▶ Complete the following:
1) Which college did Umar Muhammad play football for, according to the biography of Umar Muhammad?
2) Summarize the biography of Umar Muhammad in two sentences.

Umar Muhammad (born July 25, 1975) from Edinburg, Texas is a former American football linebacker who played nine seasons in the Arena Football League with the Albany/Indiana Firebirds, Grand Rapids Rampage, Tampa Bay Storm, Georgia Force and New Orleans VooDoo. He played college football at the University of North Texas.

Professional career

Albany/Indiana Firebirds
Muhammad played for the Albany/Indiana Firebirds from 2000 to 2002. Muhammad was re-signed on March 21, 2002. He was released by the Firebirds on February 1, 2003.

Grand Rapids Rampage
Muhammad signed with the Grand Rapids Rampage on February 13, 2003.

Georgia Force
Muhammad was signed by the Georgia Force on November 13, 2003. He was released by the Force on December 3, 2003.

Tampa Bay Storm
Muhammad signed with the Tampa Bay Storm on April 9, 2004. He played for the team from 2004 to 2006.

Georgia Force
Muhammad played for the Force during the 2007 season, earning Second Team All-Arena honors. He was released by the Force on January 22, 2008.

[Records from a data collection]
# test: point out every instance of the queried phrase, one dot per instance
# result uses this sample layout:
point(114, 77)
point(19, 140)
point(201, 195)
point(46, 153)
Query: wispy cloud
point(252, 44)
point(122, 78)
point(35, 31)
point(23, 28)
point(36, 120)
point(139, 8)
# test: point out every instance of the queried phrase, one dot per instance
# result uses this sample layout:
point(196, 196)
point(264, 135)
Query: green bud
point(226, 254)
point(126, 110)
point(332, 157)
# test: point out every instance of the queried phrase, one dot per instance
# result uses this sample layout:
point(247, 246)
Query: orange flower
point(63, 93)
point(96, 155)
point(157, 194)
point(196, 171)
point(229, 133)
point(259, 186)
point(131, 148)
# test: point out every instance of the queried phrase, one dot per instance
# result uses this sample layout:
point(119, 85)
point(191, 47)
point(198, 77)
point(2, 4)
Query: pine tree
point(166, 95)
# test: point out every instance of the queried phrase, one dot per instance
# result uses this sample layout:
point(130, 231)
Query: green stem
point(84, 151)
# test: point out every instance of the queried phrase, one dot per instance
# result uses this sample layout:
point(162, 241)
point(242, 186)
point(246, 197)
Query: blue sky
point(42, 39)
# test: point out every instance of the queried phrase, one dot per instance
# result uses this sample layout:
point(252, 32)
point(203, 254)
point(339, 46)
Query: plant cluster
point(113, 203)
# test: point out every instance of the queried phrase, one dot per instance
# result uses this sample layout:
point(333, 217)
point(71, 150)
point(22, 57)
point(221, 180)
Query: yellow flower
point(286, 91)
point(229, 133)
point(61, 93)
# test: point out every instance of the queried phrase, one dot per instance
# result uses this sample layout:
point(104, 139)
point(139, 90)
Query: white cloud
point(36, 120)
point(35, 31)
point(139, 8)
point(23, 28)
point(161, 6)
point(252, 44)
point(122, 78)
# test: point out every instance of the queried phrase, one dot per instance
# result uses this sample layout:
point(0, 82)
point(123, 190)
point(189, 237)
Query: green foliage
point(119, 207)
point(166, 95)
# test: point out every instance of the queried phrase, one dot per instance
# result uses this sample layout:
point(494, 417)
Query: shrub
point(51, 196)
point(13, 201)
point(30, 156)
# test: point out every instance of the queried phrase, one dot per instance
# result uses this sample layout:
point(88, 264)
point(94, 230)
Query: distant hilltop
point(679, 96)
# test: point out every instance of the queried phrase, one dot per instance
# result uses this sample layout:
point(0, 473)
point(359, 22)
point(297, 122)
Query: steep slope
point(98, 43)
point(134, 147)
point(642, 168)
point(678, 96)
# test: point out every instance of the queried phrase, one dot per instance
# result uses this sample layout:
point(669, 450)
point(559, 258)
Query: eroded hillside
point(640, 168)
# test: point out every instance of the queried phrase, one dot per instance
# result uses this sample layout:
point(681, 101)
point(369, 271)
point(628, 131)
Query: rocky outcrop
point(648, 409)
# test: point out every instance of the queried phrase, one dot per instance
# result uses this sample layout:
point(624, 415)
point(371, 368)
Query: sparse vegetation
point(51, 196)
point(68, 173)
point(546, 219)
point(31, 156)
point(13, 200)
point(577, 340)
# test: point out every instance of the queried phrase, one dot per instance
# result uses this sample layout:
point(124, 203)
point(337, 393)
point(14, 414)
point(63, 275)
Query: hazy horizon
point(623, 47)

▶ Results for each task:
1) He played college football at the University of North Texas.

2) Umar Muhammad, born July 25, 1975, is a former American football linebacker from Edinburg, Texas, who played college football at the University of North Texas and then spent nine seasons in the Arena Football League. He played for the Albany/Indiana Firebirds, Grand Rapids Rampage, Tampa Bay Storm, Georgia Force and New Orleans VooDoo, and he earned Second Team All-Arena honors with the Force during the 2007 season.